_What you should do_
Using the material that follows, identify and copy each line with the string "below".

_Record set_
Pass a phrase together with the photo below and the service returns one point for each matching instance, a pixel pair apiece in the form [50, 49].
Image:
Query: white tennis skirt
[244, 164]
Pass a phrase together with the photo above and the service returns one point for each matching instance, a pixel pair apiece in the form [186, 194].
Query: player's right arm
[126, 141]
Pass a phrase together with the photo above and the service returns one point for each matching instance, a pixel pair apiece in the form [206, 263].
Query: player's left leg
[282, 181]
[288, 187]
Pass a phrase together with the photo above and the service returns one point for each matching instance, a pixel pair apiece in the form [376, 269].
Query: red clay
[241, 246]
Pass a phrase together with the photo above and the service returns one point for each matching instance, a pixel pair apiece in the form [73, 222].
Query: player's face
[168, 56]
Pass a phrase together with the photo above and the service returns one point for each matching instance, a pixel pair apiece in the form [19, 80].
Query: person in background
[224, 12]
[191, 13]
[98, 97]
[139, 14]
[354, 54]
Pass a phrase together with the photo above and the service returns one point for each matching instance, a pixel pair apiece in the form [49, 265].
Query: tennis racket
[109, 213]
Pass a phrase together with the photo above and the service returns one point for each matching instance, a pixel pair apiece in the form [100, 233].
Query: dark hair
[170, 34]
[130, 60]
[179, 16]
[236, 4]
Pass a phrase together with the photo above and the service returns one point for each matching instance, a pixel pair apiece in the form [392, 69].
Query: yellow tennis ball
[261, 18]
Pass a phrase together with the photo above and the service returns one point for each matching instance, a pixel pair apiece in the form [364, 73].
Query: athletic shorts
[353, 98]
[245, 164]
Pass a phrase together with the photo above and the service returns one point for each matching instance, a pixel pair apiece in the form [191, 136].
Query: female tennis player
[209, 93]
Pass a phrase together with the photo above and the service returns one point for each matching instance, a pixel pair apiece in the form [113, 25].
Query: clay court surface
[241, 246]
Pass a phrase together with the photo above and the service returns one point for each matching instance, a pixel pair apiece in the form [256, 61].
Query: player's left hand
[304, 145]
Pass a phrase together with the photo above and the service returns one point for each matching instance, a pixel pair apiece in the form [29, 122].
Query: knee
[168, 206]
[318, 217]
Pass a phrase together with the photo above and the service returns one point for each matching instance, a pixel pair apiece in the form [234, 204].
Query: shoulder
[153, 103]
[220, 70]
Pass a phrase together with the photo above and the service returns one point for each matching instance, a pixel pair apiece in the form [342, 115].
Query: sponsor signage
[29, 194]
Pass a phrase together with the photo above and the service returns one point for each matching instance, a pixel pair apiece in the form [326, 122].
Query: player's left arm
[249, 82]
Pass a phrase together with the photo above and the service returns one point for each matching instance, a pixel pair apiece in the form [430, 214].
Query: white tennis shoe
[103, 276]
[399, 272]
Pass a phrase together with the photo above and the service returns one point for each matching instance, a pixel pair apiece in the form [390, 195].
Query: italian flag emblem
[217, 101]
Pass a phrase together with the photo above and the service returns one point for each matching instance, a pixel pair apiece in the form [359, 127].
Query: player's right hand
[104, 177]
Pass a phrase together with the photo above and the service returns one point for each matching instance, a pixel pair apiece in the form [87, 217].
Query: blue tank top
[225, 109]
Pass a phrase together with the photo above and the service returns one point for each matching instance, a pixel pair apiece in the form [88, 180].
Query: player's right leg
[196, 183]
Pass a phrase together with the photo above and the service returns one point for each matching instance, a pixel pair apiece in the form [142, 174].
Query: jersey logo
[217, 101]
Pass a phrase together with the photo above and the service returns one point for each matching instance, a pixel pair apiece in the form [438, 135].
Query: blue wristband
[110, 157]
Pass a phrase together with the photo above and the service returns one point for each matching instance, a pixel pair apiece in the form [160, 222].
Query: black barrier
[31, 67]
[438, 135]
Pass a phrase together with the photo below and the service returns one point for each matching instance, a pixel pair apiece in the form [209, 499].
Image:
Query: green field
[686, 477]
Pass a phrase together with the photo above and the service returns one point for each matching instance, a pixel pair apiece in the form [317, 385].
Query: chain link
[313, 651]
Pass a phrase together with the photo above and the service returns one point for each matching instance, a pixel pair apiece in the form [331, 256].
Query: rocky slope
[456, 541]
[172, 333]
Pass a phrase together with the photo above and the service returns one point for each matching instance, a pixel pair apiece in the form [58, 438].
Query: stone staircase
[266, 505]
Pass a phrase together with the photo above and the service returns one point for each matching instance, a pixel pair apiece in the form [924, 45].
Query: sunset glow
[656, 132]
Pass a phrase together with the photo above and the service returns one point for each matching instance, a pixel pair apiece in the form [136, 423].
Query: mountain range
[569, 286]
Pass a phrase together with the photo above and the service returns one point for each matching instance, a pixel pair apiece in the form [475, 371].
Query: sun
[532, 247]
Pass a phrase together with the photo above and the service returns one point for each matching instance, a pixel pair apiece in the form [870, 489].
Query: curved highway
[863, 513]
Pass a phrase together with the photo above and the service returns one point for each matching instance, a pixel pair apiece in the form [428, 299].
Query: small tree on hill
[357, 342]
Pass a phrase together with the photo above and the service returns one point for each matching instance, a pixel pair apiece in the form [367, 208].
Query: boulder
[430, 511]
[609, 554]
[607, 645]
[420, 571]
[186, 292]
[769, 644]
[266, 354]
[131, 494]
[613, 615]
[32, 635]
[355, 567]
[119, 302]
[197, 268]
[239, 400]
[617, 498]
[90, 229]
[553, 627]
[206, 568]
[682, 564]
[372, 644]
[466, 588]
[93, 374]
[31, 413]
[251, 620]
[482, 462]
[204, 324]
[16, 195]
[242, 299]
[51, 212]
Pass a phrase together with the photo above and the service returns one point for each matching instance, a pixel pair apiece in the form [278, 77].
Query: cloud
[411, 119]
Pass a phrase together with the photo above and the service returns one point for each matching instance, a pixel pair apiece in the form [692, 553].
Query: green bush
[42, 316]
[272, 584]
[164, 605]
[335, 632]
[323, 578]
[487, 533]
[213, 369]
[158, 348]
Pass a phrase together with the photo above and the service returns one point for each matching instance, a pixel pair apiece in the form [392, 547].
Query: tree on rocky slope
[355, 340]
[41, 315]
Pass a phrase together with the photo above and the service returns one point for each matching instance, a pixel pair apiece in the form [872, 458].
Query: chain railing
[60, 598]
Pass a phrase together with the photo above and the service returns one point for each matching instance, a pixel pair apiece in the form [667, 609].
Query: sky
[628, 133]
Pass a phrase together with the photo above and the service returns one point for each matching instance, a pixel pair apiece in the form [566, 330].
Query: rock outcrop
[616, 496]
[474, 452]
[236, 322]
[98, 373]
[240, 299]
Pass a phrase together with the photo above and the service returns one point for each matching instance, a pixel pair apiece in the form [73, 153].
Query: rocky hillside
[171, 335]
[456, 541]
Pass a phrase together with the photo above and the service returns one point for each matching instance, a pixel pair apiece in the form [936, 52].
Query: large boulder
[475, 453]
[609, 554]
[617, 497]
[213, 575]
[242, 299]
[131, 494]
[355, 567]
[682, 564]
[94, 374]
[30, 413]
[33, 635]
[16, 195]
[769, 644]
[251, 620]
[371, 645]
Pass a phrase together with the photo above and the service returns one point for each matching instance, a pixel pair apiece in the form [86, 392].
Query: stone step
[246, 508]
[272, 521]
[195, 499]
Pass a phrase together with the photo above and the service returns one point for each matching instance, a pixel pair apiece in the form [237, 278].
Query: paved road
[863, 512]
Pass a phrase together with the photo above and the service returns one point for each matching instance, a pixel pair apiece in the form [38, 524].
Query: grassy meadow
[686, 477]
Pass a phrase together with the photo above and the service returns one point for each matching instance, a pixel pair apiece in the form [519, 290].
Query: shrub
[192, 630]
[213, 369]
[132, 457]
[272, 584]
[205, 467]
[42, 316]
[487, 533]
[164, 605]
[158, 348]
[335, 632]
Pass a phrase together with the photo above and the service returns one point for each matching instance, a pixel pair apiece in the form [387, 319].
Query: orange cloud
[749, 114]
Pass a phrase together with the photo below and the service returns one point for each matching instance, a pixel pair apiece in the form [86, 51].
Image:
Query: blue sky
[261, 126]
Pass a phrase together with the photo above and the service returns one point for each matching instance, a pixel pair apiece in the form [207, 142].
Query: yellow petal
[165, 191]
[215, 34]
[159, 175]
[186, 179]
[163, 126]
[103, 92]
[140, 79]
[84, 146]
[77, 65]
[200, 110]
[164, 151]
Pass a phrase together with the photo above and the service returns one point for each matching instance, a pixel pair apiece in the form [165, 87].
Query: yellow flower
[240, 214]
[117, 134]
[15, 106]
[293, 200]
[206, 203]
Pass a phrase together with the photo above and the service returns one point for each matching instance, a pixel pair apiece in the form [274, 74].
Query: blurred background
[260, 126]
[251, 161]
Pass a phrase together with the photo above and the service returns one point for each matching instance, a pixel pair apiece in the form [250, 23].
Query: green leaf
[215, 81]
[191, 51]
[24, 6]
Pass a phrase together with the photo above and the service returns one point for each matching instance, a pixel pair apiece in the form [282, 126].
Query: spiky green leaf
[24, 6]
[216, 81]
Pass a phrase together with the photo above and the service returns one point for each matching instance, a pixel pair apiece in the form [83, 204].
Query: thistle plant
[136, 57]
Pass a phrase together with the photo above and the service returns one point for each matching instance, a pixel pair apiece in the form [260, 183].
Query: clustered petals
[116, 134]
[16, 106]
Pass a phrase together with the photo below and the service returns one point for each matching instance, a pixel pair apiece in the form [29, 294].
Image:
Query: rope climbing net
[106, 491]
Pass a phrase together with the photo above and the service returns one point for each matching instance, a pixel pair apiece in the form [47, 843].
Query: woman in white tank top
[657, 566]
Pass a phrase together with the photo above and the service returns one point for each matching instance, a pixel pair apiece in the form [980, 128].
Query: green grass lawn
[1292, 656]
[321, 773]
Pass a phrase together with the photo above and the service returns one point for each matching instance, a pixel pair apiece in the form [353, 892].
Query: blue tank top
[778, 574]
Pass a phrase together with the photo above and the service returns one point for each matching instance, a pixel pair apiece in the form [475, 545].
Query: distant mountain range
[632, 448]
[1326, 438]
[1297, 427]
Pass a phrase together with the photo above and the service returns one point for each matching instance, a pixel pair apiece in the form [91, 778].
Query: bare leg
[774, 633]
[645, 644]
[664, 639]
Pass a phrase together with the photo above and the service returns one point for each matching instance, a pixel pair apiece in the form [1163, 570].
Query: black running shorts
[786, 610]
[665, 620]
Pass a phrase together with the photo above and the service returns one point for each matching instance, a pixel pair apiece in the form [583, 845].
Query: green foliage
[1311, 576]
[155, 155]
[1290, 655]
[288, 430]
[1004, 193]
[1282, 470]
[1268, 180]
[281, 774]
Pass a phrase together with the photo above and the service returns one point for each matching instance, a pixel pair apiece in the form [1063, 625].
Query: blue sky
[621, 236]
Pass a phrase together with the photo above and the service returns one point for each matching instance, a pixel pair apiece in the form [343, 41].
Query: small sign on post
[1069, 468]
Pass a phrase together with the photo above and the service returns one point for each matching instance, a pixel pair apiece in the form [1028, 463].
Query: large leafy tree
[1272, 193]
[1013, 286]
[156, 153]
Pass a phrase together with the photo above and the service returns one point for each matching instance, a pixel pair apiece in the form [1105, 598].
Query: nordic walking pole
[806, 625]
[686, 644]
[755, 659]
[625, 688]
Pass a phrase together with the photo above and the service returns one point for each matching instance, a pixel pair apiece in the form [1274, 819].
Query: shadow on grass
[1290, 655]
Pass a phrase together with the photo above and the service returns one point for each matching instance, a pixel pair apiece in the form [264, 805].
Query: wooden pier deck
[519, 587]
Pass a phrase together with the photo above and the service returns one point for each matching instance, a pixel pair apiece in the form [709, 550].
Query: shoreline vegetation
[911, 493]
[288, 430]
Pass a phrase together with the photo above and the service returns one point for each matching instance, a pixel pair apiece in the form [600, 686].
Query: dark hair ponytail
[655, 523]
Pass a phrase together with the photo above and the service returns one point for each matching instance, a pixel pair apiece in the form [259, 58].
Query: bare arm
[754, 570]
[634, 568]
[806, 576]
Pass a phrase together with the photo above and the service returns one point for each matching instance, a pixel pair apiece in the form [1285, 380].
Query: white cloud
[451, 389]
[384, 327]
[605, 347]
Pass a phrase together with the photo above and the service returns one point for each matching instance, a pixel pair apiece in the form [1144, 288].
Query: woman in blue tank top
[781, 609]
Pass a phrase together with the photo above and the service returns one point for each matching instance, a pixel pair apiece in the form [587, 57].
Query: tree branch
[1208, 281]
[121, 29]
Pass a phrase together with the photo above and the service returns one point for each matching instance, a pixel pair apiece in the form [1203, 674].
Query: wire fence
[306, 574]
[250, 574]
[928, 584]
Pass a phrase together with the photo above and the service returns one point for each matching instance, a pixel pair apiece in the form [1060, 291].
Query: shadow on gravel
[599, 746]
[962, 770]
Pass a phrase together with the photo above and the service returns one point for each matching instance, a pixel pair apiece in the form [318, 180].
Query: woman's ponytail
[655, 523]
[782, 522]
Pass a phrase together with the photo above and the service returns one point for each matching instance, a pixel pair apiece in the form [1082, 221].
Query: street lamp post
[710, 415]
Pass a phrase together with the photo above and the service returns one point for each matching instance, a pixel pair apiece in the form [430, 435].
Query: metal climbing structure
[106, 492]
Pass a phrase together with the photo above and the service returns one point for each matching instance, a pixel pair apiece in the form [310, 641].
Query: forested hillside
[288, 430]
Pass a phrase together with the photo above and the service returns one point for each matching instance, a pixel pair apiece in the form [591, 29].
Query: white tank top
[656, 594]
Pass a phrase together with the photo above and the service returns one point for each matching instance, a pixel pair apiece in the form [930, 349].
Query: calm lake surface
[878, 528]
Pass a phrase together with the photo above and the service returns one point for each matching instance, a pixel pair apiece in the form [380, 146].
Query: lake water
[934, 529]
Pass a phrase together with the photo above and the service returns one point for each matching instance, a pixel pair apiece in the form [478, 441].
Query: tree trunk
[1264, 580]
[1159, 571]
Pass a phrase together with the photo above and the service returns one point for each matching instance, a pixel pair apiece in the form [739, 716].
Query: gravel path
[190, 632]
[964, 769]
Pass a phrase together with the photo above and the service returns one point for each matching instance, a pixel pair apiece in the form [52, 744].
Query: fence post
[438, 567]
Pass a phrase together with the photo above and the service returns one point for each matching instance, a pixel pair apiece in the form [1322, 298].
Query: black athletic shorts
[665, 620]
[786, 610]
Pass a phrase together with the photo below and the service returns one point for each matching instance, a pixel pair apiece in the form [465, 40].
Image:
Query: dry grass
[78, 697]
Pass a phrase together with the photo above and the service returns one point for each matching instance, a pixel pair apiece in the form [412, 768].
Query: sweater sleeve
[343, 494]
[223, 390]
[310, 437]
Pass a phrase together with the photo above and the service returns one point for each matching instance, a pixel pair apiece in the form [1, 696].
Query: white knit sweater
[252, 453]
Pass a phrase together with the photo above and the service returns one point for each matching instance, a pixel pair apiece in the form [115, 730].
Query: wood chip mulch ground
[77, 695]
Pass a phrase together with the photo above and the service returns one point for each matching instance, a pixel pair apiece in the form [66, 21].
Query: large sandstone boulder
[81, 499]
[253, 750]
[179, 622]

_Finished task_
Pass a phrase together with the photo below and the service returns one point for each matching instance, a pixel pair apiece in the form [50, 49].
Pass a phrase together with the photo below and the service returns one point for each matching instance, a pixel pair apiece in the form [209, 499].
Pass a phrase together with the photo below and the service returns one point for each matching instance, a pixel pair apiece in the form [86, 51].
Pass a phrase together with the photo below and the service returns one point for each matching instance, a pixel pair apiece in the form [29, 294].
Pass a phrase together with the photo below and the service returns one point for each matching instance, a pixel pair apiece in the form [465, 40].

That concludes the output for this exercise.